- Task description: Copy out every one of the records below word for word, keeping each line as it stands.

- Provided records:
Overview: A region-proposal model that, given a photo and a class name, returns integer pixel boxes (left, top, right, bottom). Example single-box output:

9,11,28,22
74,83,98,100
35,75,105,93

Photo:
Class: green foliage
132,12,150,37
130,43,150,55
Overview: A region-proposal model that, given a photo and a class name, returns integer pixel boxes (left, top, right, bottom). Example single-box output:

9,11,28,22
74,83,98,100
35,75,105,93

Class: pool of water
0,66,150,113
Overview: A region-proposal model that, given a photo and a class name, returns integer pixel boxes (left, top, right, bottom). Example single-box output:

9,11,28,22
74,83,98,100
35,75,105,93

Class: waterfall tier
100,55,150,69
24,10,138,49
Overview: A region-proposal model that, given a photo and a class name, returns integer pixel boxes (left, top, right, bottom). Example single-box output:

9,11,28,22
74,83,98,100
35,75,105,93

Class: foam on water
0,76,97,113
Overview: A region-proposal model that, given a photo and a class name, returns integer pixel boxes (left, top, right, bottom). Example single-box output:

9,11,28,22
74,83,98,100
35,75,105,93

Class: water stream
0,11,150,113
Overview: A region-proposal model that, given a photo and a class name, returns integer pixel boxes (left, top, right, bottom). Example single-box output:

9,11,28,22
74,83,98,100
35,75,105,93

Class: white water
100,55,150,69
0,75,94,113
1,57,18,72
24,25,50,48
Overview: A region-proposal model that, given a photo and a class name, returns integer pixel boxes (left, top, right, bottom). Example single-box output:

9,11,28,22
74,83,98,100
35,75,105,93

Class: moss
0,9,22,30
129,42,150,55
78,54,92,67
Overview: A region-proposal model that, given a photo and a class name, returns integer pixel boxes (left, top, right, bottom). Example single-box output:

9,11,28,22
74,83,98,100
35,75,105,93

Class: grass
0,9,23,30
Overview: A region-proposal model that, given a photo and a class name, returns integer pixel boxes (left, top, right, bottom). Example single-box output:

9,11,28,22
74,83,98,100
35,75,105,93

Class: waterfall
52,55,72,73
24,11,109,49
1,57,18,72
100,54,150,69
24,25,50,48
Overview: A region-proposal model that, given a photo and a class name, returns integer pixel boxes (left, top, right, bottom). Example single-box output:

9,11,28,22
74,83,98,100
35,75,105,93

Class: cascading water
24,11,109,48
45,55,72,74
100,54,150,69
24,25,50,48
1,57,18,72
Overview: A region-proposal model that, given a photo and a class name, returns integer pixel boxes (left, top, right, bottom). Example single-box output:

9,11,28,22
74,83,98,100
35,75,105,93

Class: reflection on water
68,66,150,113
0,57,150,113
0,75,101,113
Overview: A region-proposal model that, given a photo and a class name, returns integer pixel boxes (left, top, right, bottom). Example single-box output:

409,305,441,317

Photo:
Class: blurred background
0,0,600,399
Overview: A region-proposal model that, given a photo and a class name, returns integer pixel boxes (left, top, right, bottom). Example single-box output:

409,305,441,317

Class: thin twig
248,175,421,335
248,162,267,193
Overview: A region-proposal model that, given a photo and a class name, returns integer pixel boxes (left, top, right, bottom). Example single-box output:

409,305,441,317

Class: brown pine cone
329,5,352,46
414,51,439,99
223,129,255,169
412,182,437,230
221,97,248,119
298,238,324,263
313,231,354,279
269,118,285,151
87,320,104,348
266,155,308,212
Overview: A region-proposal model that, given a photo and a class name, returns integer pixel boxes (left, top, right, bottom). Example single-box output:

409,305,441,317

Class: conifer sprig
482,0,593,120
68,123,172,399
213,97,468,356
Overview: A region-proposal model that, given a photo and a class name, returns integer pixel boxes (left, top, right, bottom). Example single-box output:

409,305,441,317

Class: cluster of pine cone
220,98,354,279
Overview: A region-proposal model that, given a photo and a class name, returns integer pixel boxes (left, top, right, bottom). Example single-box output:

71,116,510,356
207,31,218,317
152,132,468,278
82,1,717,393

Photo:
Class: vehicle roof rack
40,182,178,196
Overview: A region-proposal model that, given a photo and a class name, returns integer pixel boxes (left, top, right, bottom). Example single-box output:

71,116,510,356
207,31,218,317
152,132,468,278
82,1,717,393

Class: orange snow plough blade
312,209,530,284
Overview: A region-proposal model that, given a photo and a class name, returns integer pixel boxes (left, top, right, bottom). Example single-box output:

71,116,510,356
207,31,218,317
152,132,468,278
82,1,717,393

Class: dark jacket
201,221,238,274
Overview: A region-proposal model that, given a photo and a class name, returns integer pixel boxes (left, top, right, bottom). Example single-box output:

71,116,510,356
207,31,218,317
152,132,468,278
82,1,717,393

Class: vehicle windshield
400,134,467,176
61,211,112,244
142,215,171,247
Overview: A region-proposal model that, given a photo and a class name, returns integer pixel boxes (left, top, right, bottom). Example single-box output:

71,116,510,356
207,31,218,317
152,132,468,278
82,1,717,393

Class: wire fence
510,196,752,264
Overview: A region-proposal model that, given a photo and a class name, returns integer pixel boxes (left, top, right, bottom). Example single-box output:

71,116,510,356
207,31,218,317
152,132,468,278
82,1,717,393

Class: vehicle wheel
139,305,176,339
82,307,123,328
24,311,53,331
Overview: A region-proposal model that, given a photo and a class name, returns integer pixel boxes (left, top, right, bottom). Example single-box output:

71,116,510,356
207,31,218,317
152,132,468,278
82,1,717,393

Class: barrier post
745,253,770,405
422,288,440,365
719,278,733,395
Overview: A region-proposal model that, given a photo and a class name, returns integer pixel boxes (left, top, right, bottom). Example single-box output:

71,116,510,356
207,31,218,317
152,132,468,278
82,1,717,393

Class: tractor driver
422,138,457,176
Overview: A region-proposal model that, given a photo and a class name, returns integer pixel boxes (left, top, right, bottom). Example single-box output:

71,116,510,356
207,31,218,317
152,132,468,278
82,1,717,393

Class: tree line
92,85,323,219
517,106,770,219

- Written solution:
Overview: A region-proposal model that, given a photo and a class name, returns integer pixel boxes (left, top, right, bottom). Example single-box output:

9,11,28,22
74,83,98,100
35,75,105,93

Photo:
Class: green foliage
132,12,150,37
130,43,150,55
Overview: A region-proposal model that, given a photo and a class name, returns integer pixel boxes (left, top, right, bottom). Example single-box output:

9,11,28,22
74,83,98,100
35,75,105,93

Class: pool of water
0,66,150,113
Overview: A region-proposal model that, given a photo and a class name, returns integer pixel boxes (left, top, right, bottom). Example single-box output:

9,11,28,22
74,83,98,100
35,75,105,93

Class: waterfall tier
100,55,150,69
24,10,138,49
Overview: A region-proposal model that, given a photo and a class name, returns integer pixel boxes (left, top, right, bottom). Example single-box output:

9,11,28,22
74,83,98,100
35,75,105,93

Class: foam on water
0,76,97,113
Overview: A region-proposal model that, given a photo and a class name, returns integer pixel boxes (left, top, right, bottom). Example single-box output:

9,11,28,22
74,83,98,100
35,75,105,93

Class: water stream
0,11,150,113
Overview: A region-proposal model that, given a photo and a class name, returns integer pixel boxes (left, top, right, bottom). Example single-box output:

9,11,28,22
74,83,98,100
35,75,105,93

Class: white water
100,55,150,69
0,75,94,113
1,57,18,72
24,25,50,48
Overview: A region-proposal model that, given a photo and a class name, returns integer pixel boxes (left, top, right, bottom). Example single-box output:

9,11,28,22
74,83,98,100
35,75,105,93

Class: moss
0,9,22,30
129,42,150,55
78,54,92,67
Overview: A region-proposal model that, given a photo and a class name, returns integer pixel boxes (left, top, right, bottom). Example single-box output:

9,11,28,22
74,83,98,100
35,75,105,93

Class: grass
0,9,23,30
Overview: A region-proposal model that, given a photo and a class name, returns integer pixel boxes (left, top, right, bottom). Example single-box output:

9,11,28,22
74,83,98,100
35,75,105,93

Class: waterfall
52,55,72,73
24,11,109,49
1,57,18,72
100,54,150,69
24,25,50,48
Overview: A region-proposal model that, given a photo and a class name, returns integer pixel boxes (left, top, right, bottom). Example single-box output:

9,11,28,22
74,83,98,100
35,75,105,93

Class: cascading water
24,11,109,48
45,55,72,74
100,54,150,69
24,25,50,48
1,57,18,72
Overview: A region-proposal model that, given a photo and a class name, returns integer pixel boxes (left, top, right, bottom). Example single-box output:

9,11,28,22
74,83,98,100
35,75,105,93

Class: reflection on water
68,66,150,113
0,57,150,113
0,75,101,113
Overview: A region-proposal model that, given a photo and a class name, returns integer pixel boxes (left, top, right, bottom). Example single-box output:

409,305,441,317

Photo:
Class: blurred background
0,0,600,399
Overview: A region-proposal model that, given a photo and a class name, returns integer pixel boxes (left, top, right, bottom). Example single-box output:

409,305,441,317

Class: thin twig
248,175,421,335
248,162,267,193
Overview: A region-proposal model that, given a photo and a class name, returns integer pixel boxes (left, top, right, bottom). Example single-box output:

409,305,441,317

Class: brown pine cone
329,5,352,46
414,51,439,99
223,129,255,169
412,182,437,230
221,97,248,119
298,238,324,263
313,231,354,279
269,118,285,151
87,320,104,348
266,155,308,212
Overview: A region-proposal model that, given a photo and a class name, returns integer pixel boxes (left, top, right, bottom). Example single-box output:

409,305,441,317

Class: conifer sprig
482,0,593,120
68,123,172,399
213,97,468,356
Overview: A region-proposal model that, given a photo and a class name, returns integer pixel boxes (left, top, right, bottom). Example single-box output:

409,305,441,317

Class: cluster of pine cone
220,98,354,279
Overview: A region-proposal model that, given a photo and a class name, returns integer pixel boxes (left, top, right, bottom). Example single-box output:

71,116,510,356
207,31,218,317
152,132,468,278
82,1,717,393

Photo:
Class: vehicle roof rack
40,182,178,196
Overview: A region-proposal model that, given a photo and a class name, returns integer pixel boxes (left, top, right, bottom). Example single-box output:

71,116,510,356
207,31,218,317
152,132,468,278
82,1,717,393

Class: orange snow plough blade
312,209,530,284
Overview: A region-proposal model that, given a photo and a class name, returns integer pixel boxes (left, top, right, bottom). Example single-box output:

71,116,510,356
207,31,218,317
152,132,468,278
82,1,717,393

Class: dark jacket
201,221,238,274
Overview: A region-proposal model that, given a photo and a class name, returns integer pixel boxes (left, top, right, bottom). Example single-box output:

71,116,510,356
207,31,218,317
152,132,468,278
82,1,717,393

Class: vehicle windshield
400,134,467,176
61,211,112,244
142,215,171,247
Overview: A region-proposal model that, given a photo and a class name, returns integer pixel boxes (left, top, right, bottom). Example single-box output:

71,116,510,356
207,31,218,317
152,132,468,278
82,1,717,393

Class: wire fence
510,196,752,264
Overview: A region-proposal model that, given a photo and a class name, returns integer pixel boxes (left, top, right, bottom). Example single-box output:

71,116,510,356
207,31,218,317
152,132,468,278
82,1,717,393

Class: vehicle wheel
139,305,176,339
82,307,123,328
24,311,53,331
Overview: A region-proposal model that, given a photo and a class name, returns integer pixel boxes (left, top, right, bottom). Example single-box output:

71,116,510,356
207,31,218,317
152,132,468,278
82,1,717,393

Class: barrier post
745,253,770,405
422,288,440,365
719,278,733,395
Overview: A region-proposal model that, given a photo and a class name, returns integer pixel boxes (left, top, right, bottom). Example single-box output:

71,116,510,356
207,31,218,317
152,132,468,278
82,1,717,393

Class: tractor driver
422,138,457,176
Overview: A region-proposal model that, given a photo and a class name, returns integer pixel boxes (left, top, right, bottom). Example single-box output:

71,116,510,356
207,31,218,317
152,132,468,278
82,1,717,393

Class: tree line
92,85,323,219
517,106,770,219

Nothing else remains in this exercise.